(TASK TO COMPLETE):
Answer these questions using the text on the clinical trial inference benchmark:
(a) What two things do the GKMRV probes measure?
(b) On average, what accuracy do models achieve on the main NLI tasks?
(c) Which reasoning family nearly collapses, and at roughly what average accuracy?

(STUDY TEXT):
========================================
Do larger language models naturally learn to reason, or do they mostly get better at recalling facts and mimicking patterns? A new study introduces a Clinical Trial Natural Language Inference benchmark that directly tests this question and finds a striking dissociation: models often possess the right clinical knowledge but fail to deploy it reliably for inference.
The authors formalize four reasoning families that underlie clinical judgment, including causal attribution, compositional grounding, epistemic verification, and risk state abstraction, and pair every example with a targeted Ground Knowledge and Meta Level Reasoning Verification (GKMRV) probe.
These GKMRV probes measure whether a model holds the relevant facts and whether it can recognize correct or incorrect applications of those facts, separate from the main entailment decision.
The result is a clean way to isolate reasoning failures from knowledge gaps, an issue often blurred in scaling narratives and benchmark leaderboards (Kaplan et al., 2020); (Hoffmann et al., 2022).
Key takeaways
- Across four clinical inference tasks, models achieve near ceiling accuracy on GKMRV but low accuracy on the main NLI tasks, on average about 0.25.
- Errors are highly consistent across samples, indicating systematic heuristic shortcuts rather than random noise.
- Compositional grounding nearly collapses (about 0.04 accuracy on average) despite strong GKMRV, suggesting failures to integrate joint constraints.
- Chain of thought provides small and heterogeneous gains, often increasing verbosity without fixing the reasoning defect.
- The framework clarifies that models frequently know the clinical rule but do not know when or how to use it, highlighting architectural limits.
========================================
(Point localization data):

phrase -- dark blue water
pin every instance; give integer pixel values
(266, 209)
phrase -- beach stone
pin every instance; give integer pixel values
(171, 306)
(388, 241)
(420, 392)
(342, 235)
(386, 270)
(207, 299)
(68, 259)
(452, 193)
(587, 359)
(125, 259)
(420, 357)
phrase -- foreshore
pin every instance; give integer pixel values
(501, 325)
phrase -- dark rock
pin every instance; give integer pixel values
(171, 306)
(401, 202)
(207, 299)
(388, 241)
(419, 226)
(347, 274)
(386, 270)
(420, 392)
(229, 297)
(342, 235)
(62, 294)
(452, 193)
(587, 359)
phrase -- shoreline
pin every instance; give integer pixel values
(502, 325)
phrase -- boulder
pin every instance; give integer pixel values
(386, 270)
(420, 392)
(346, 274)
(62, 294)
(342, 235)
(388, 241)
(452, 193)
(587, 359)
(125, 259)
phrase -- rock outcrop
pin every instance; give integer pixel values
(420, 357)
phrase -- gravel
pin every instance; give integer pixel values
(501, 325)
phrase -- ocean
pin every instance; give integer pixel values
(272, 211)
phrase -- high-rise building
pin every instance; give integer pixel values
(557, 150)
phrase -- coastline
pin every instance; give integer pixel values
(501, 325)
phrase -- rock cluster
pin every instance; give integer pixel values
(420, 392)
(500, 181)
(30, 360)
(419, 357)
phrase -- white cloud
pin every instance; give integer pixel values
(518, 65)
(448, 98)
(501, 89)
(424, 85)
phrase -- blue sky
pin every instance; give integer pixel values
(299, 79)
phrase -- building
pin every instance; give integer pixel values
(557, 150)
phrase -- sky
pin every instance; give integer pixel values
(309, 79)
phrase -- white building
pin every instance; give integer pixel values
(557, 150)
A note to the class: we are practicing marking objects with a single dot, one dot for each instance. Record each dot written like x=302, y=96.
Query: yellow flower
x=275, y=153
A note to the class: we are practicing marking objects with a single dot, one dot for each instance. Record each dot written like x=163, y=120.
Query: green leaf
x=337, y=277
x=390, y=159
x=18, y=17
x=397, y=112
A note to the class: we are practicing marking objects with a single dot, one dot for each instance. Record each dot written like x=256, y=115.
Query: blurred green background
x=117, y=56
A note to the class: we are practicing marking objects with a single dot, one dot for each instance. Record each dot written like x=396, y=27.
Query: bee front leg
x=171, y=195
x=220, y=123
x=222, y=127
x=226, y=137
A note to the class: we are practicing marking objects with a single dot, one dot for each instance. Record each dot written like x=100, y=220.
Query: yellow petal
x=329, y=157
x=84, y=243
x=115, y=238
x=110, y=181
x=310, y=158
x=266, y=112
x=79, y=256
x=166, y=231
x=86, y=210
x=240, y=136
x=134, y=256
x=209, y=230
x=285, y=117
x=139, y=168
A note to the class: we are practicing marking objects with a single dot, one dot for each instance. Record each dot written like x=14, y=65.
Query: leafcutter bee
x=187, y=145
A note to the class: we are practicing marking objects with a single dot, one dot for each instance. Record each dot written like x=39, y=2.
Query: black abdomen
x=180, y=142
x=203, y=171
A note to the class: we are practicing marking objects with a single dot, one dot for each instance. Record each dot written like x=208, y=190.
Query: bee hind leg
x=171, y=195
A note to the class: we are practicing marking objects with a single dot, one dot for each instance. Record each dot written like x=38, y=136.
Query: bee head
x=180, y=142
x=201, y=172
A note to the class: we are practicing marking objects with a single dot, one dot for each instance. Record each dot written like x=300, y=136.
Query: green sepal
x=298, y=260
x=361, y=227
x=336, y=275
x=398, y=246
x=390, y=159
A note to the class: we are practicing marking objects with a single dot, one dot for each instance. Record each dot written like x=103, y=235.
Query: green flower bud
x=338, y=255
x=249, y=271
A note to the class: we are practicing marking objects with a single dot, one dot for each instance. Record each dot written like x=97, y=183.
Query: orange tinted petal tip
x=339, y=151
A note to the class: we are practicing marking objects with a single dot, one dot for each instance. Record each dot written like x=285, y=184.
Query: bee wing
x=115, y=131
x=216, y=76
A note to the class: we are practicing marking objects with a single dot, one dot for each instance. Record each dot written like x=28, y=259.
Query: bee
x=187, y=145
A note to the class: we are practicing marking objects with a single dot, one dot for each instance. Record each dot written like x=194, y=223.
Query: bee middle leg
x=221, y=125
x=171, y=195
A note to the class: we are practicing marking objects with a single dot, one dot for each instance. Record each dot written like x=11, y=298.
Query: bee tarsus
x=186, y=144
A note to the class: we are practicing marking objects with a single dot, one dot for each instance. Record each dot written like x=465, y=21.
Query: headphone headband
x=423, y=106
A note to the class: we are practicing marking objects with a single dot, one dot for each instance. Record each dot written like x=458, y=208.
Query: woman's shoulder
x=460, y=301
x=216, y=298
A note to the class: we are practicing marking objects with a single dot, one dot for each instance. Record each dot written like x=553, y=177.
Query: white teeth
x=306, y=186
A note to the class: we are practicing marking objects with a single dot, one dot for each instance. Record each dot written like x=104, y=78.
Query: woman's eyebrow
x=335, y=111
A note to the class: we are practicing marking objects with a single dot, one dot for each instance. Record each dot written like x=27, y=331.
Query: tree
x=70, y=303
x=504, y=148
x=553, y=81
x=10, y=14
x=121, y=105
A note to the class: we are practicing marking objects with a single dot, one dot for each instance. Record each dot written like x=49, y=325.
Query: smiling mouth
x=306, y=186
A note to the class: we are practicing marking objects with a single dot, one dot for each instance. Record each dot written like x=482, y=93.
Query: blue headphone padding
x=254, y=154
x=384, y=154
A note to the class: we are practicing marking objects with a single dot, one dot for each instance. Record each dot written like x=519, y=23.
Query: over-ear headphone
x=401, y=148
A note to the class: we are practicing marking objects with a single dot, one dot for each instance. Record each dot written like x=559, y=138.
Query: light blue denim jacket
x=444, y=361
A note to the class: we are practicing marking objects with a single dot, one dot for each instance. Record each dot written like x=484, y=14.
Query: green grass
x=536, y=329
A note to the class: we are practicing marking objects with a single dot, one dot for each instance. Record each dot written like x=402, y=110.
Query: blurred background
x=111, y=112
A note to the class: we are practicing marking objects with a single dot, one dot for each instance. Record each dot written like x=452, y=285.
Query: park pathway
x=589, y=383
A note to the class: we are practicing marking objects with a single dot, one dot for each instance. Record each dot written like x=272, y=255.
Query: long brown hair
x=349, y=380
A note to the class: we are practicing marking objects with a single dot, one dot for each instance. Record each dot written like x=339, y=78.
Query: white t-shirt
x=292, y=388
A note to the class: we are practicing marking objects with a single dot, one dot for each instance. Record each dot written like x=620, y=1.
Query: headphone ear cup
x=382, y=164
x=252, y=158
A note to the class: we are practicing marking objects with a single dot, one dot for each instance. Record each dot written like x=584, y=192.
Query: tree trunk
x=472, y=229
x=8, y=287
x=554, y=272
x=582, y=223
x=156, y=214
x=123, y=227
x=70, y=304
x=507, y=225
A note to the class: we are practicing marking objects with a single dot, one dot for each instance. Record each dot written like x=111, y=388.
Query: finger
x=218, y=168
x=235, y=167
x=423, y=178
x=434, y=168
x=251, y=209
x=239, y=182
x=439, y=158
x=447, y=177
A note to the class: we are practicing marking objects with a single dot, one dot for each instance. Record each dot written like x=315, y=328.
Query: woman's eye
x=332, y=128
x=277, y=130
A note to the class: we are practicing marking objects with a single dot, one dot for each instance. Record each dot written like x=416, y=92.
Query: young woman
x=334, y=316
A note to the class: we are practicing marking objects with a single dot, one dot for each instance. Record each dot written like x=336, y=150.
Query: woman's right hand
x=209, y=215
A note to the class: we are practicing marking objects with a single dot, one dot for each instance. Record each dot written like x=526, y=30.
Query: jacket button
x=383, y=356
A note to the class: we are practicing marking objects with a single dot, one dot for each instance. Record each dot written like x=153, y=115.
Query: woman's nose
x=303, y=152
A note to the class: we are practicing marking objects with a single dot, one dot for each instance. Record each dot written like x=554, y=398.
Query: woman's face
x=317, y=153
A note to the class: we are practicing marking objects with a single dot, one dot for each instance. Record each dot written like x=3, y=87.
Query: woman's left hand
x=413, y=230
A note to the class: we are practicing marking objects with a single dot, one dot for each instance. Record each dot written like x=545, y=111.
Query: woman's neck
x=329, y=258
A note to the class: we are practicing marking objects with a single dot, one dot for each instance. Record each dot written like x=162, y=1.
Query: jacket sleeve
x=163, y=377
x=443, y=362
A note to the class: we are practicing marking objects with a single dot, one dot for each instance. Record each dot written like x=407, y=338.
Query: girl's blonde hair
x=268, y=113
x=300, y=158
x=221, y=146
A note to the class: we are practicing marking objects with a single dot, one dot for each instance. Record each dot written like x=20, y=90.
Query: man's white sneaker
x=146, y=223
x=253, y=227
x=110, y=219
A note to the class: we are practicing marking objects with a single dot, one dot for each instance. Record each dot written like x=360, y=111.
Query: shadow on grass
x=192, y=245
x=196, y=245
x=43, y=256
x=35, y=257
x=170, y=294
========================================
(ANSWER TO THE EXERCISE):
(a) Whether a model holds the relevant facts and whether it can recognize correct or incorrect applications of those facts.
(b) About 0.25.
(c) Compositional grounding, at about 0.04 accuracy on average.